■ **SOURCE EXTRACT**:
┄┄┄┄┄┄┄┄┄┄┄┄┄┄┄┄┄┄┄┄
Give Presence: Living Out the Incarnation
The story of Christmas is foundational for understanding Christianity in so many ways. God sent his very best, his own Son Jesus Christ, the God-man, on a daring rescue mission. In need of rescue was the human race including you and I. The mission included a display of love that led to the willing death of an innocent Rescuer for the sake of those he loved. In the end, the Rescuer wins the day, defeating all the bad guys, including death, sin and guilt, and Satan (Colossians 2:13-15, Hebrews 2:14-15). Here’s the real kicker: Now God desires that we repeat the process of being sent, loving, sacrificing, and rescuing through announcing/retelling this story to all (John 21:20, Acts 1:8, Philippians 2:3-5). When God wanted to save the world, he sent himself. He GAVE PRESENCE. Today, he continues to GIVE PRESENCE to the world through those he has rescued.
Here’s three lessons we learn about Incarnational Living from God’s giving to us. These have become filters for our church as we seek to live with a missionary posture toward our community.
┄┄┄┄┄┄┄┄┄┄┄┄┄┄┄┄┄┄┄┄
Location identification entries
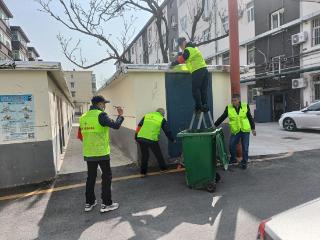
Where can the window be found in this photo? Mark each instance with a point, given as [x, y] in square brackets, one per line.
[250, 11]
[16, 54]
[225, 24]
[15, 36]
[1, 37]
[174, 44]
[276, 19]
[251, 94]
[250, 54]
[150, 34]
[206, 35]
[181, 2]
[225, 58]
[316, 31]
[183, 23]
[173, 22]
[277, 64]
[314, 107]
[316, 82]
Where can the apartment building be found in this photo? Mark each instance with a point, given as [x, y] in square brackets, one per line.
[80, 85]
[309, 38]
[33, 54]
[19, 44]
[94, 85]
[279, 42]
[5, 33]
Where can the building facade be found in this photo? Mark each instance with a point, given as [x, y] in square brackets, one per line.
[80, 85]
[5, 32]
[35, 122]
[33, 54]
[19, 44]
[279, 42]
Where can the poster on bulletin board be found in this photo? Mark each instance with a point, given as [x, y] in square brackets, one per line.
[17, 118]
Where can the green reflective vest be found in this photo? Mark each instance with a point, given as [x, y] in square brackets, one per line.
[238, 122]
[95, 137]
[195, 60]
[151, 126]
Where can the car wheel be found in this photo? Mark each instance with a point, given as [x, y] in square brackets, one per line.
[289, 124]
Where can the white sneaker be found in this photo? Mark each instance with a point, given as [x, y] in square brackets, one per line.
[88, 207]
[112, 207]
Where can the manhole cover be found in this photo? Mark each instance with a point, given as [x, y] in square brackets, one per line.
[291, 138]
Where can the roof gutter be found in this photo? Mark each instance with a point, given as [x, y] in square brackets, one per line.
[286, 73]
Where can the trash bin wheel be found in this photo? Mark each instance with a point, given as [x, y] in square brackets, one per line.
[211, 187]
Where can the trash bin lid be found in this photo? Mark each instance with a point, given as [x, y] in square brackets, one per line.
[197, 132]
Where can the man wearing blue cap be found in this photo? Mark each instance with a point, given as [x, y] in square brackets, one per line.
[94, 133]
[197, 67]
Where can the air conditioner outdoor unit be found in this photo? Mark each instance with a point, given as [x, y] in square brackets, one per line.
[174, 24]
[298, 83]
[299, 38]
[256, 92]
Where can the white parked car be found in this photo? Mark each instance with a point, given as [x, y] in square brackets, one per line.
[299, 223]
[307, 118]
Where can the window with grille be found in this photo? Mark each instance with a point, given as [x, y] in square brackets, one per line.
[225, 58]
[183, 23]
[250, 11]
[316, 32]
[225, 24]
[206, 35]
[316, 82]
[250, 54]
[276, 19]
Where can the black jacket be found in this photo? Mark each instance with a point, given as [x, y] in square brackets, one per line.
[225, 115]
[105, 121]
[165, 128]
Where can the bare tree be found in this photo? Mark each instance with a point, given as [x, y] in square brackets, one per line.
[196, 12]
[156, 9]
[89, 21]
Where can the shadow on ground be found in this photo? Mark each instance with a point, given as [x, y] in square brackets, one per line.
[162, 207]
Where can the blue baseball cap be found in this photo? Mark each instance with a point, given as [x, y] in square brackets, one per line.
[98, 99]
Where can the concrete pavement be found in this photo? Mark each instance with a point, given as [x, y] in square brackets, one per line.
[162, 207]
[73, 159]
[271, 139]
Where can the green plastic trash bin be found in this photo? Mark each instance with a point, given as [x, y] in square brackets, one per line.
[199, 153]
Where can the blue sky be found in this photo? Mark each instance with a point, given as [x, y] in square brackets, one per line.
[42, 31]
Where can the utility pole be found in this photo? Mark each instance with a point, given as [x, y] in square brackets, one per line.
[234, 46]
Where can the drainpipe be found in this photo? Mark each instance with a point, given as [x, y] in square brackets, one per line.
[234, 54]
[234, 46]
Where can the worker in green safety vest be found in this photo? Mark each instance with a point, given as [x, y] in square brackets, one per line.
[147, 136]
[197, 66]
[241, 124]
[94, 134]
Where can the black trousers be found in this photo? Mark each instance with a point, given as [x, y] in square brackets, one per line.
[106, 178]
[155, 148]
[200, 83]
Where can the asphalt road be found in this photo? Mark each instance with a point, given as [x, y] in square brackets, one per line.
[162, 207]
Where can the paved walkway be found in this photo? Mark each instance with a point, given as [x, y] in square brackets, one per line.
[271, 139]
[73, 160]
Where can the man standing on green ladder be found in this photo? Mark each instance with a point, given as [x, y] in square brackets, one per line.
[147, 136]
[241, 124]
[94, 134]
[197, 66]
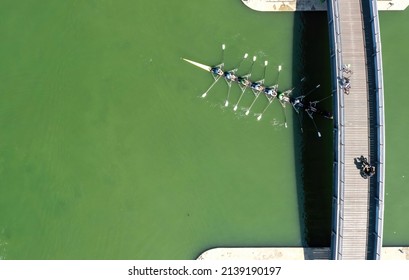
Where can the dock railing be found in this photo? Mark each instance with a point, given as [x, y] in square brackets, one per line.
[380, 128]
[339, 126]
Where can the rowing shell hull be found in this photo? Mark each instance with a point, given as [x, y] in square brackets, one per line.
[202, 66]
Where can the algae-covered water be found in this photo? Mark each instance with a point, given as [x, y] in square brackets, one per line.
[395, 42]
[107, 150]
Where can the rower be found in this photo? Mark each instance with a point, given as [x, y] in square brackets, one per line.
[217, 71]
[243, 81]
[229, 75]
[270, 92]
[257, 87]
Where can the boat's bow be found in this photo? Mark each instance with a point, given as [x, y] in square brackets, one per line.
[202, 66]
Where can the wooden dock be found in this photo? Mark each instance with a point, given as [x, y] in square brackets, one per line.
[356, 131]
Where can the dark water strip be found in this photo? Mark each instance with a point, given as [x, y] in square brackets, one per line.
[313, 154]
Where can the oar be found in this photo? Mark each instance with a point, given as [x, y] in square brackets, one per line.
[316, 128]
[258, 93]
[217, 78]
[269, 103]
[215, 81]
[243, 88]
[226, 103]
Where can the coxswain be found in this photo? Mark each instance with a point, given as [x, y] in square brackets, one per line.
[257, 86]
[229, 75]
[217, 71]
[243, 81]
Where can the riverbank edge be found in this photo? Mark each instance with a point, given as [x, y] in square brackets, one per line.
[314, 5]
[290, 253]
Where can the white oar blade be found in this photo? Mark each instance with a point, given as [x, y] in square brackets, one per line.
[202, 66]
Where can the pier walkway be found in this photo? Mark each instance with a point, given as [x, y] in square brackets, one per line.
[358, 129]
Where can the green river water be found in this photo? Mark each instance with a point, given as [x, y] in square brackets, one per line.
[107, 150]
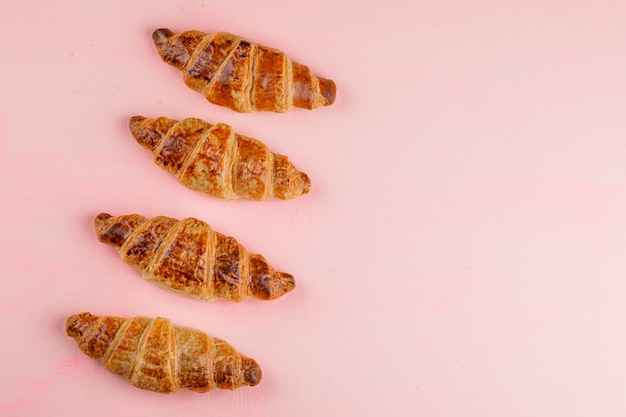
┄┄┄┄┄┄┄┄┄┄┄┄┄┄┄┄┄┄┄┄
■ **WORK TO COMPLETE**: Continue the piece on living out the Incarnation from the point where it stops.

■ **EXERCISE OUTPUT**:
- God gave the gift of PROXIMITY. John 1:14 in the Message Paraphrase says, “The Word became flesh and blood, and moved into the neighborhood.” Jesus laid aside the privileges of deity to draw near to us, walk in our shoes, and die in our place. One of the great promises of Christmas is that we do not serve a God that’s distant, that’s removed from our problems and trials. He experienced them and He overcame them (Hebrews 4:15, John 16:33). Does your current lifestyle allow you to live in proximity to the needs of others? Does your church live out its mission in proximity to the needs of the community? Jesus went so much farther than, “they know where we are if they need us.” He was always touching those he wasn’t supposed to touch and sharing life with those he wasn’t supposed to share life with. In a world filled with lonely hearts, we need to give presence and live out the gift of proximity.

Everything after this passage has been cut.